SOURCE DOCUMENT:
People gathered all over the UK last weekend to protest against the cost of living crisis, tax cuts and inaction on climate change. In the midst of an accelerating polycrisis, more and more people are shouting that our house is on fire.
What does it mean to be a society not stuck in an ever-unfolding crisis, but one where people and nature thrive? At its very least, it’s one where our natural systems are diverse and resilient, and where every person has access to healthy food, housing, healthcare, education, meaningful jobs.
For many people in Britain, access to many of those things is no longer a given. But of course for many others, here and around the world, they never were a given — a swathe of our neighbours for whom the economy never worked in the first place, or whom it actively worked against. Likewise, for hundreds of millions of people, climate change is not a threat looming in the future — it’s been here for years in the form of increasingly unpredictable harvests, flooding, wildfires, drought; and is becoming ever more severe and more widespread in its impacts. For these communities, shouting ‘fire!’ is the norm, if they had the time or capacity to shout it in the first place. What’s changing is that the flames are threatening to engulf ever greater numbers of us.
Working as I do at the Environmental Funders Network, I’m driven in my work by a deep and abiding passion for the astonishing thing that is life on Earth. What an incredible gift we have; how mindbogglingly special life is. I’d gladly spend much of my life outside marvelling at it all, if that didn’t provide regular reminders of what a mess we’re in. So like many, I try to look upstream as much as possible to the root causes of our assault on nature. Why have we designed the systems we inhabit— economic, political, socio-cultural — so that, far from nurturing all life, they erode it?
(The joke is on us, in the end: life itself will always win out, given sufficient geological time — and the planet has no shortage of that. So the question for us, in my view, is one of self-preservation.)
Last week, the pooled fund Partners for a New Economy brought together groups working on repurposing our economic system. It was wonderful to spend time with a host of organisations who are all, in very different ways, focusing on how we can redesign our economy to support all life on Earth.
Talking to them and seeing how their burgeoning sector operates, I was struck by a few things of relevance to environmental philanthropy:
Firstly, that few funders of environmental issues are funding new economy work, even though it goes right to one of the roots of the environmental crisis. The new economy field is small, but growing, and it needs a great deal more support. A couple of people asked me why more climate funders were not funding work to redesign the economy, and I struggled to give them a good answer. Funding this kind of work may feel remote from on-the-ground environmental impact but it aims for profound on-the-ground transformation. And its possible success may feel remote, but change, as we are seeing, is happening faster and faster, with greater unpredictability than ever.

GIVEN ENTRIES:
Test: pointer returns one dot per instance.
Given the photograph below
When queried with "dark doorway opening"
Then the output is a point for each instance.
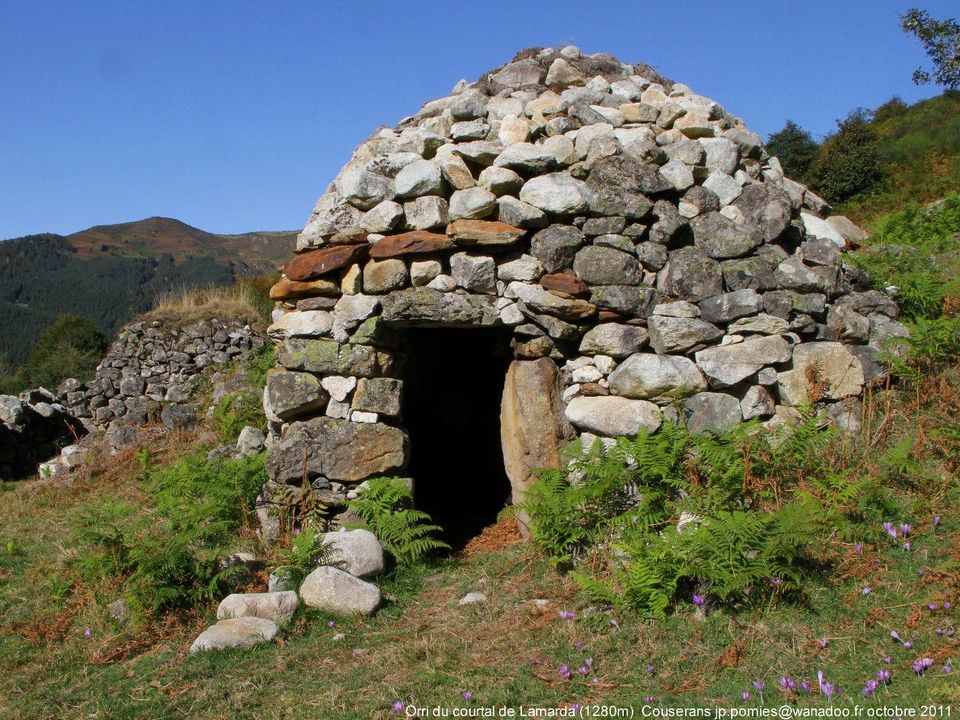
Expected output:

EXERCISE DETAILS:
Resume the piece on environmental funding and the new economy, picking up after its final sentence above.

RESULT OF THE TASK:
Another theme was around power. When you start talking about redesigning the economy’s purpose to support all life and all lives, it follows that those left out of the current system should be fundamental to the redesign process. What does it mean to shift power so that nature and all those left behind in our current system are central to the new system’s functioning? What does this mean for funders, who developed their wealth and power within the current system? This is not just about what funders support, but how they operate — how funding decisions themselves are made. Who decides what is the desired impact, whether environmental or otherwise? Who decides where the money goes and how it is deployed to achieve that impact?
The gathering brought together groups working in a range of different ways: policy-focused think tanks, campaigners, organisers, networks, and – in what appeared to be a new addition since the last time these organisations were brought together – groups working within communities, demonstrating what new economies might look like in reality, in ways that not only benefit their communities but might also feed back into broader policy. Many of these are focused on putting those left behind by the current system, including nature, right at the centre of their work.
Dare I say it, knowing it might be unfair, I had the sense that there was a perceived hierarchy, as there often seems to be in the environment sector, with policy groups seeming to place themselves at the top in terms of impact. But social change takes a diversity of approaches. We need all of those types of groups, and crucially we need them to be joined up in their work, or at least to understand and ideally to maximise the ways their roles reinforce each other. How can policy work truly take into account the needs of those currently left behind if it doesn’t have that ear to the ground, if it’s not being informed by the ideas of those whom policy change needs to benefit? Each of these approaches needs funding and support, but further, they somehow need not to feel that they are in competition with one another for limited funds; to recognise that they are working towards shared goals and cannot reach them without each other. Funders have a role to play in fostering these attitudes and ways of working.
Finally, what I was most struck by was the brilliance of many of the individuals in the room — visionary people with not only an extraordinary grasp of what we’re up against and how it might be changed but with what are clearly excellent doing skills, making change happen in clear and exciting ways at different levels of the economic system. If I were to come up with rules of thumb for effective philanthropy, one of them would certainly be this: back great people, giving them your trust and your access to resources, and let them do their thing.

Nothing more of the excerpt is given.